# Supplied data start
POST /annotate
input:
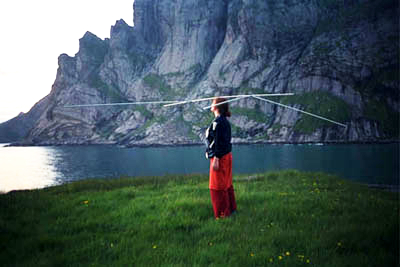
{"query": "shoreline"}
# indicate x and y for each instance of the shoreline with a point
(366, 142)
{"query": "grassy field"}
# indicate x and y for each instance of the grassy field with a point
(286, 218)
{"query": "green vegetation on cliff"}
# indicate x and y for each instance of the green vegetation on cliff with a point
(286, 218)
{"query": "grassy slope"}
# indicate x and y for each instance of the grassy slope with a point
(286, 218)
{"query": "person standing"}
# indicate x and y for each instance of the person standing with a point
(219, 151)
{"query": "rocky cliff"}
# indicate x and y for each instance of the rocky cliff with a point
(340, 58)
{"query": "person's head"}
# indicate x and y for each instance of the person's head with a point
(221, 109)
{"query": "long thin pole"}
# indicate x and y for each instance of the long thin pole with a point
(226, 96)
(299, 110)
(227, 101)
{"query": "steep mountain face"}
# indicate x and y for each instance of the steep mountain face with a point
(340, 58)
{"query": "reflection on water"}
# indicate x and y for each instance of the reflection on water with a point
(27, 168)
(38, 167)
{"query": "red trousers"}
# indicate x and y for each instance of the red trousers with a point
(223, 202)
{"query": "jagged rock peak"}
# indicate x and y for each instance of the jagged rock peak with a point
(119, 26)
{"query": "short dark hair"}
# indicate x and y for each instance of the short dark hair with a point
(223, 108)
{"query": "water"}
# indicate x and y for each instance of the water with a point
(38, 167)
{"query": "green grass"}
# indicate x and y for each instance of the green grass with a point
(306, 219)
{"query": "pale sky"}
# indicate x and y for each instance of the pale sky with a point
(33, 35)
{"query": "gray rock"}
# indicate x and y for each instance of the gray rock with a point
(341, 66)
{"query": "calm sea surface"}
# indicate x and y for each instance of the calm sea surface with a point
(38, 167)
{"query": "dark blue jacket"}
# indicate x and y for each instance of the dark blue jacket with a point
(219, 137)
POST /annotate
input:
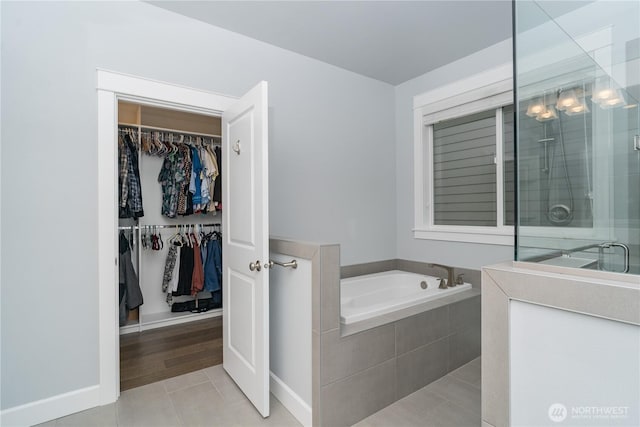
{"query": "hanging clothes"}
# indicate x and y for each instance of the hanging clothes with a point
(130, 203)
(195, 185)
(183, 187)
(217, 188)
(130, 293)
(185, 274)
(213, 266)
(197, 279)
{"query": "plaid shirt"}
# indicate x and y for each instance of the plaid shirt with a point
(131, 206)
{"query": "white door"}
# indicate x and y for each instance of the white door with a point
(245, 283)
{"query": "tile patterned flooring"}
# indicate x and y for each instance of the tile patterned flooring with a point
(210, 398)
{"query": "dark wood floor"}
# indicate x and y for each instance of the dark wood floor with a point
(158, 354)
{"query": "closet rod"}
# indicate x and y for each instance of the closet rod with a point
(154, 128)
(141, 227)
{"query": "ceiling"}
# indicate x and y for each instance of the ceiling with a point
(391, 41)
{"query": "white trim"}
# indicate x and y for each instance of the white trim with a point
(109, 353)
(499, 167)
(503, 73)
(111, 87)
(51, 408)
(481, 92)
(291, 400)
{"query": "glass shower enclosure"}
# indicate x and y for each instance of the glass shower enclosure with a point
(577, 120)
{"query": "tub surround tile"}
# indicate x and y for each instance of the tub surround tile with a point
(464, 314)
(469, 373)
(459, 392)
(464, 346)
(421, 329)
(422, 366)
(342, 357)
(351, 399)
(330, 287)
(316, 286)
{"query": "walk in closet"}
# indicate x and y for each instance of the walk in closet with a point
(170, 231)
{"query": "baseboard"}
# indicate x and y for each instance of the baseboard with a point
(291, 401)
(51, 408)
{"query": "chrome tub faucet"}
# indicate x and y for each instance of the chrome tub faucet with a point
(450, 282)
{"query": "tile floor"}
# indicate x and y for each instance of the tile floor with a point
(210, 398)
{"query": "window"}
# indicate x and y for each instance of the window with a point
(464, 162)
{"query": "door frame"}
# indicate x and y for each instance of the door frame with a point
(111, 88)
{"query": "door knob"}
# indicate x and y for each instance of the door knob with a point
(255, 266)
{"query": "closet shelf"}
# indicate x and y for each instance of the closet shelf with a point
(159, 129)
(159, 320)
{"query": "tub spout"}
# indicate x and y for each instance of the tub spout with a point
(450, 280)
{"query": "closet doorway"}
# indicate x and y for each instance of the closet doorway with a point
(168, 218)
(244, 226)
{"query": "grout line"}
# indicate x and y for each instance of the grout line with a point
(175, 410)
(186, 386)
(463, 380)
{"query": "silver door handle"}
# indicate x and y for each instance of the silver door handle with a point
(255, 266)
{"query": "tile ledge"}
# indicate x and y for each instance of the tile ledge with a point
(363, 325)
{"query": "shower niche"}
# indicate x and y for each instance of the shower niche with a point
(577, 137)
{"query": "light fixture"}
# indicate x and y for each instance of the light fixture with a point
# Supplied data end
### Requirements
Please count the lines in the rows above that contain the string "dark", and reply with the number alone.

### Exercise response
6